Please revise the rows below by changing every "segmenter" to "outline tool" and leaving the rest untouched.

[Stored items from a collection]
══════════
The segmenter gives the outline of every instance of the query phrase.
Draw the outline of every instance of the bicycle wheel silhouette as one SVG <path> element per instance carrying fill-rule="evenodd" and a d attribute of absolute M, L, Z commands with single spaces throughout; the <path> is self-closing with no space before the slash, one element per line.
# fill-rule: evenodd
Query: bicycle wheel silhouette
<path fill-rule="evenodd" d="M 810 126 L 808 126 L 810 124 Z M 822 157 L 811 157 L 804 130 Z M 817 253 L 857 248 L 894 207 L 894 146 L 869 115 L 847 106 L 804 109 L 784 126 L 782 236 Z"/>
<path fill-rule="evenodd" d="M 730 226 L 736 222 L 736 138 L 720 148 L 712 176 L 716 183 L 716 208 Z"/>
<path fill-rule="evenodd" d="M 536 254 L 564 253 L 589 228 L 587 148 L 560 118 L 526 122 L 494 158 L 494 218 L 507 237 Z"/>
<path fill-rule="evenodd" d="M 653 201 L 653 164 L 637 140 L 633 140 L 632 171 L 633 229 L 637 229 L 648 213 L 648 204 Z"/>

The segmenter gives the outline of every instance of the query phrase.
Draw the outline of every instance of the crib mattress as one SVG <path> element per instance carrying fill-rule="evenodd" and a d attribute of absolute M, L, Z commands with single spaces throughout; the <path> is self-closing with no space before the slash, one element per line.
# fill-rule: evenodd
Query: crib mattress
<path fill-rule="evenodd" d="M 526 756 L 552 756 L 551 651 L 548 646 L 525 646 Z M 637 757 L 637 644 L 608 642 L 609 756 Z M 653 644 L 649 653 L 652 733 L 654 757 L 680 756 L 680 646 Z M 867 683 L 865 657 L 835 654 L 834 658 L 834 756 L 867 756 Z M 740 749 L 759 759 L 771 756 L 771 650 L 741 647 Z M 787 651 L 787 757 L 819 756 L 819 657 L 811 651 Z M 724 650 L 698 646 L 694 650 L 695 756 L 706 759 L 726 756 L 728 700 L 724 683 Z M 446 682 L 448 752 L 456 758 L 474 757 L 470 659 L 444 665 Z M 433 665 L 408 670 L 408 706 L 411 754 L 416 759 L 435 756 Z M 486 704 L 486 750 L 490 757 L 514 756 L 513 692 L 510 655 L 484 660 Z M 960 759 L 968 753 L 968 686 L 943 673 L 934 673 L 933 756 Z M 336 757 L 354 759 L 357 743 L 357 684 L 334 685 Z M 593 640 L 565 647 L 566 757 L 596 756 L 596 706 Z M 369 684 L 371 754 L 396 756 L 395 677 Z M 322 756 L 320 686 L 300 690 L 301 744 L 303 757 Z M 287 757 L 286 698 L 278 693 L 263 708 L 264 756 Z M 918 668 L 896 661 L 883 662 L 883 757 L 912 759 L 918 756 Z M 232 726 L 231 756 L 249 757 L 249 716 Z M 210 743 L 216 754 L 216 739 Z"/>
══════════
◆ **TASK RESULT**:
The outline tool gives the outline of every instance of the query phrase.
Draw the outline of every instance of the bicycle wheel silhouette as one SVG <path> element per instance carrying fill-rule="evenodd" and a d attribute of absolute M, L, Z commands with single spaces throughout; the <path> is self-closing with no space before the slash, one element per line.
# fill-rule: evenodd
Query: bicycle wheel silhouette
<path fill-rule="evenodd" d="M 810 126 L 808 126 L 810 124 Z M 822 157 L 811 157 L 804 130 Z M 817 253 L 857 248 L 894 207 L 894 146 L 869 115 L 847 106 L 804 109 L 784 126 L 782 236 Z"/>
<path fill-rule="evenodd" d="M 730 226 L 736 222 L 736 138 L 720 148 L 712 176 L 716 183 L 716 208 Z"/>
<path fill-rule="evenodd" d="M 536 254 L 564 253 L 589 228 L 587 148 L 560 118 L 526 122 L 494 158 L 494 218 L 507 237 Z"/>
<path fill-rule="evenodd" d="M 653 201 L 653 164 L 637 140 L 633 140 L 632 171 L 633 229 L 637 229 L 648 213 L 648 204 Z"/>

The outline tool gives the outline of every instance of the query phrase.
Draw the outline of every instance of the crib mattress as one SVG <path> element per instance carrying fill-rule="evenodd" and a d attribute of absolute M, L, Z commands with single spaces throughout; the <path> is self-closing with no space before the slash, one element per line.
# fill-rule: evenodd
Query: crib mattress
<path fill-rule="evenodd" d="M 526 756 L 552 756 L 551 651 L 548 646 L 525 646 Z M 637 757 L 637 644 L 608 642 L 609 756 Z M 653 644 L 649 653 L 652 733 L 654 757 L 680 756 L 680 646 Z M 867 683 L 865 657 L 835 654 L 834 658 L 834 756 L 867 756 Z M 740 749 L 759 759 L 771 756 L 771 650 L 741 647 Z M 787 651 L 787 757 L 819 756 L 819 657 L 811 651 Z M 724 650 L 698 646 L 694 650 L 695 756 L 706 759 L 726 756 L 728 700 L 724 683 Z M 446 682 L 448 752 L 456 758 L 474 757 L 470 659 L 444 665 Z M 433 665 L 408 670 L 408 706 L 411 754 L 416 759 L 435 756 Z M 486 704 L 486 750 L 490 757 L 514 756 L 513 692 L 510 655 L 484 660 Z M 960 759 L 968 753 L 968 686 L 943 673 L 934 673 L 933 756 Z M 336 757 L 354 759 L 357 743 L 357 684 L 334 685 Z M 593 640 L 565 647 L 566 757 L 596 756 L 596 706 Z M 369 684 L 371 754 L 396 756 L 395 677 Z M 322 756 L 320 686 L 300 690 L 301 744 L 303 757 Z M 287 757 L 286 698 L 278 693 L 263 708 L 264 756 Z M 918 668 L 896 661 L 883 662 L 883 757 L 912 759 L 918 756 Z M 232 726 L 231 756 L 249 757 L 249 716 Z M 210 743 L 216 754 L 216 739 Z"/>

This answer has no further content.